_Questions on the material:_
A. In the Bim Diederich profile, why did Diederich get the nickname "Le Duc de Grammont"?
B. Using the Bim Diederich profile, decide whether each statement agrees with it: (i) Diederich was still racing in 1954. (ii) He won the road race at the 1947 Road World Championships. (iii) He wore the yellow jersey for three days during the 1951 Tour. Answer yes or no for each and quote the words that decide it.
C. Rewrite the paragraph of the Bim Diederich profile that begins "Diederich was born in Esch-sur-Alzette" as a short list, keeping its main facts.

_Page text:_
Personal information
- Full name: Jean Diederich
- Nickname: Bim, Le Duc de Grammont (The Duke of Geraardsbergen)
- Born: 20 February 1922 Esch-sur-Alzette, Luxembourg
- Died: 6 December 2012 (aged 90) Pétange, Luxembourg

Team information
- Current team: Retired
- Discipline: Road
- Role: Rider

Major wins
- 3 stages Tour de France

= Bim Diederich =

Luxembourgish cyclist

Jean "Bim" Diederich (20 February 1922 - 6 December 2012) was a professional Luxembourgish road bicycle racer, with an impressive record in the Tour de France.

Diederich was born in Esch-sur-Alzette, Luxembourg, and was active in competition from 1946 to 1954. He finished sixth in the road race at the 1947 Road World Championships. He had fourteen wins, including stage wins in the 1950 Tour de France (finishing in Menton), the 1951 Tour de France (from Reims to Ghent, leading the race solo over the Muur van Geraardsbergen before crossing the finish line, earning the nickname "Le Duc de Grammont" or "the Duke of Geraardsbergen"), and the 1952 Tour de France (into Namur). He wore the yellow jersey as leader of the general classification for three days during the 1951 Tour.

Records in a dataset:
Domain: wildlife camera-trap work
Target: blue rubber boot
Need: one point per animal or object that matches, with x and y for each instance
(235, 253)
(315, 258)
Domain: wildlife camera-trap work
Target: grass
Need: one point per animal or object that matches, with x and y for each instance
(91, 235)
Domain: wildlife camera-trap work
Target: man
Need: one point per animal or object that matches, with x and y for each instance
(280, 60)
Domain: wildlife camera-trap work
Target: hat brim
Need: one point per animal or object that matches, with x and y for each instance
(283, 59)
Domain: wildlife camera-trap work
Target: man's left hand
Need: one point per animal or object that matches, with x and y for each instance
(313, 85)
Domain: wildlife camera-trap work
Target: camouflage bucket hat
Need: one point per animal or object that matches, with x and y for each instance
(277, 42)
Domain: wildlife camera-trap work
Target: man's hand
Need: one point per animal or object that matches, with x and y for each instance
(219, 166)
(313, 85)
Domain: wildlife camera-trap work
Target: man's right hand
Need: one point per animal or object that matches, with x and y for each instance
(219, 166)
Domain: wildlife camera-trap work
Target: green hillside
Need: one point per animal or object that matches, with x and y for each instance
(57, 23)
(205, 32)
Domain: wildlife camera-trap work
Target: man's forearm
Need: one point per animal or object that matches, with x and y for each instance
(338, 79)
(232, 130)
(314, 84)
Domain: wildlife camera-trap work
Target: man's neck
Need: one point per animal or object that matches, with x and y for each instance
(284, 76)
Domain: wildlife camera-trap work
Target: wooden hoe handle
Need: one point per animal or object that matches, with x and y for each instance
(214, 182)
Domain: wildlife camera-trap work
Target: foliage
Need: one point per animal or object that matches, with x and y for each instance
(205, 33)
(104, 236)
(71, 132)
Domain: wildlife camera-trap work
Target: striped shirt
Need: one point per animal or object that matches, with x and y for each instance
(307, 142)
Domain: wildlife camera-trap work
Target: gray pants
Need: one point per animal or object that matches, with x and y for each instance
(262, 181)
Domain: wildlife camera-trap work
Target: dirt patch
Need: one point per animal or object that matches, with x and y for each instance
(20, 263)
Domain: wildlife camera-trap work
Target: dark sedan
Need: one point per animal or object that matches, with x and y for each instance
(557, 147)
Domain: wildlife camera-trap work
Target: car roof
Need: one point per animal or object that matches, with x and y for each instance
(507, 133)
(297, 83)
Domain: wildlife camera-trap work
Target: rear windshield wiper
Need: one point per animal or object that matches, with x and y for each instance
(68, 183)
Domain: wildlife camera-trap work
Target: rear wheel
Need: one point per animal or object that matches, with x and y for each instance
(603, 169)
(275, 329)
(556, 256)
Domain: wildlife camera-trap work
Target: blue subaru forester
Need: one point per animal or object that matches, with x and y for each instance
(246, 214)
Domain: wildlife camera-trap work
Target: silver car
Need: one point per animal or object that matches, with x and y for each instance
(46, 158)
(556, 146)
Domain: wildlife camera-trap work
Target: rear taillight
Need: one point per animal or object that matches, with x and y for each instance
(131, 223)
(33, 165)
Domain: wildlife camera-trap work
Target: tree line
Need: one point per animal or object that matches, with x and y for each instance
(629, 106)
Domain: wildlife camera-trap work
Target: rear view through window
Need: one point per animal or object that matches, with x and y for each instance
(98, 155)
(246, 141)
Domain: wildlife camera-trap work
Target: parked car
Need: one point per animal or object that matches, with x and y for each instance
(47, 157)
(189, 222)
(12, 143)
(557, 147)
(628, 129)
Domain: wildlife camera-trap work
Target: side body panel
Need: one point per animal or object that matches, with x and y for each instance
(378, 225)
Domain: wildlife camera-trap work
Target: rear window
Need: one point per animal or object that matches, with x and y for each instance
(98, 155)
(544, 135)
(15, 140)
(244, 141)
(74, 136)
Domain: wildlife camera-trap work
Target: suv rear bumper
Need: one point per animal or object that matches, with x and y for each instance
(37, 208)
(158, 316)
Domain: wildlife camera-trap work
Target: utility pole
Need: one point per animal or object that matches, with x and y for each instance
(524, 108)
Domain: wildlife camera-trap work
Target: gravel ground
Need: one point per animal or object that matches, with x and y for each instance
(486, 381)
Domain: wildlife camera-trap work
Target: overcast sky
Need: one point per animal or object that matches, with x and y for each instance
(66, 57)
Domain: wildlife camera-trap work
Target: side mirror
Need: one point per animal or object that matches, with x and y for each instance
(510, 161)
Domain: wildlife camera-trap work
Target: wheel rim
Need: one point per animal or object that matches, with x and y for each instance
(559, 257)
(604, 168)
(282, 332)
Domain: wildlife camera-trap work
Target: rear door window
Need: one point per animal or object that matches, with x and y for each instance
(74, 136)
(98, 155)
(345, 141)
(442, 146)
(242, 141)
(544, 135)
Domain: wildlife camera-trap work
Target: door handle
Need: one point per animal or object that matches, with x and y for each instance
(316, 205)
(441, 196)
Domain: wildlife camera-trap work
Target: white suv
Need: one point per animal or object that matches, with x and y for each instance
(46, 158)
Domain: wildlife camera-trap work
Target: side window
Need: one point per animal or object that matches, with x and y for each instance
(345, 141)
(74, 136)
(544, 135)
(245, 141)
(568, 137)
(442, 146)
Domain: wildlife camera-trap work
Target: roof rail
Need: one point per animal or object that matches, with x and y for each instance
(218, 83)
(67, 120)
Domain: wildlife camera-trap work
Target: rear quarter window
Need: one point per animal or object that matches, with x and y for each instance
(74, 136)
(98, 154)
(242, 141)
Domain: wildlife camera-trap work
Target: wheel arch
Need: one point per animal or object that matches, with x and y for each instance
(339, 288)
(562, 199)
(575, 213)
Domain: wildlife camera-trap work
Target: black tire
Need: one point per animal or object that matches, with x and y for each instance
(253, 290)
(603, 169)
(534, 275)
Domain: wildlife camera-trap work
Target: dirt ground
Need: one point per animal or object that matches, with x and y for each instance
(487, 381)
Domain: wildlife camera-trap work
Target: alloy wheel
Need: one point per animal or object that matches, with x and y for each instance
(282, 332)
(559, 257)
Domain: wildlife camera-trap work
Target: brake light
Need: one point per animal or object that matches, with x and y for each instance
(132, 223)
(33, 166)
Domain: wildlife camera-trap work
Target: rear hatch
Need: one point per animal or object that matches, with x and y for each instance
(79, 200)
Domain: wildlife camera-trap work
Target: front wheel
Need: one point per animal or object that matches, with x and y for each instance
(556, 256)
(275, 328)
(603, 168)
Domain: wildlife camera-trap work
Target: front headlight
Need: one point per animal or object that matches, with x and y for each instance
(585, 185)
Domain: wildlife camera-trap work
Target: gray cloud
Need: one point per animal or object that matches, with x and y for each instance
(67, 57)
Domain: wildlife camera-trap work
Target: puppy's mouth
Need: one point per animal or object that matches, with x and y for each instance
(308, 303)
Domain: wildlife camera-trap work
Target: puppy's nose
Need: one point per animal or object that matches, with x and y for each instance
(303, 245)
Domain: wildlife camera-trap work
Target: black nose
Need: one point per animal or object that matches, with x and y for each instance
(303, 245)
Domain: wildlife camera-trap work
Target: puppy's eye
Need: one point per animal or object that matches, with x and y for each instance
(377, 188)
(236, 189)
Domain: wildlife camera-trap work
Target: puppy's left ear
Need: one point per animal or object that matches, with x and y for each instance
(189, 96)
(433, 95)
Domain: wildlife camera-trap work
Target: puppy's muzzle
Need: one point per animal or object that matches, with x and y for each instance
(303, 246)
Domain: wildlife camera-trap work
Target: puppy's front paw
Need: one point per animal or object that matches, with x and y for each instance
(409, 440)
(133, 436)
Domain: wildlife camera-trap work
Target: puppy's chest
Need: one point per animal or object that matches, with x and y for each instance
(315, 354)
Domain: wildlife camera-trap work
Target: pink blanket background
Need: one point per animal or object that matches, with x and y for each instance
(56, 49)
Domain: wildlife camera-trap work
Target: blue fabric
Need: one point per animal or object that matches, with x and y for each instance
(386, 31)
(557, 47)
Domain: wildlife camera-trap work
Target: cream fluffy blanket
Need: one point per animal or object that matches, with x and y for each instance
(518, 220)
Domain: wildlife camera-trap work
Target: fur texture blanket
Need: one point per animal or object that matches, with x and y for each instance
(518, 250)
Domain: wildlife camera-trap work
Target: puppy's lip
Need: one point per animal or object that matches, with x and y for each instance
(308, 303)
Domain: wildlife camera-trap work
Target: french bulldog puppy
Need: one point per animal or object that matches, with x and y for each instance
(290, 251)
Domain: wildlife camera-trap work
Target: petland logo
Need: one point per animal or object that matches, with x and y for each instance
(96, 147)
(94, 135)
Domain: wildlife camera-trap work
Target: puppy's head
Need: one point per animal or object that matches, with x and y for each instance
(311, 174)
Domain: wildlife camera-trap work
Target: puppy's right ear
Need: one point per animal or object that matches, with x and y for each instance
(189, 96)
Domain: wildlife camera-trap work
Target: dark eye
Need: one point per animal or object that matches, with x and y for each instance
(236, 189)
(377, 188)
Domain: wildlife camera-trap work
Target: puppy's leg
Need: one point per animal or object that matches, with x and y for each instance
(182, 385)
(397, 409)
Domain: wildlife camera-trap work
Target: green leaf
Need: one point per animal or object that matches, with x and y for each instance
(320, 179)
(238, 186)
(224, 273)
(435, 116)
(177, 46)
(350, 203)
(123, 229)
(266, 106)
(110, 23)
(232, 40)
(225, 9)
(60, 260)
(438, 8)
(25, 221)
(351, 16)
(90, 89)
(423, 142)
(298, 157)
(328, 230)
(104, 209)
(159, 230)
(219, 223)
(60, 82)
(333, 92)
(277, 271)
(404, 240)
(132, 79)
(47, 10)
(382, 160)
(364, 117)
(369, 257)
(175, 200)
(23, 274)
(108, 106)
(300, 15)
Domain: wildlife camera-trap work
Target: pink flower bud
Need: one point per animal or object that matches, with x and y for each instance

_Outputs for the tasks:_
A. He earned it in the 1951 Tour de France, on the stage from Reims to Ghent. He led the race alone over the Muur van Geraardsbergen before crossing the finish line, so he became known as "Le Duc de Grammont," or "the Duke of Geraardsbergen."

B.
(i) Yes: "was active in competition from 1946 to 1954."
(ii) No: "He finished sixth in the road race at the 1947 Road World Championships."
(iii) Yes: "He wore the yellow jersey as leader of the general classification for three days during the 1951 Tour."

C.
- Born in Esch-sur-Alzette, Luxembourg
- Raced from 1946 to 1954
- Sixth in the road race at the 1947 Road World Championships
- Fourteen wins in total
- Tour de France stage wins:
  - 1950, finishing in Menton
  - 1951, from Reims to Ghent, riding alone over the Muur van Geraardsbergen, which earned him the nickname "Le Duc de Grammont" ("the Duke of Geraardsbergen")
  - 1952, into Namur
- Wore the yellow jersey as overall leader for three days in the 1951 Tour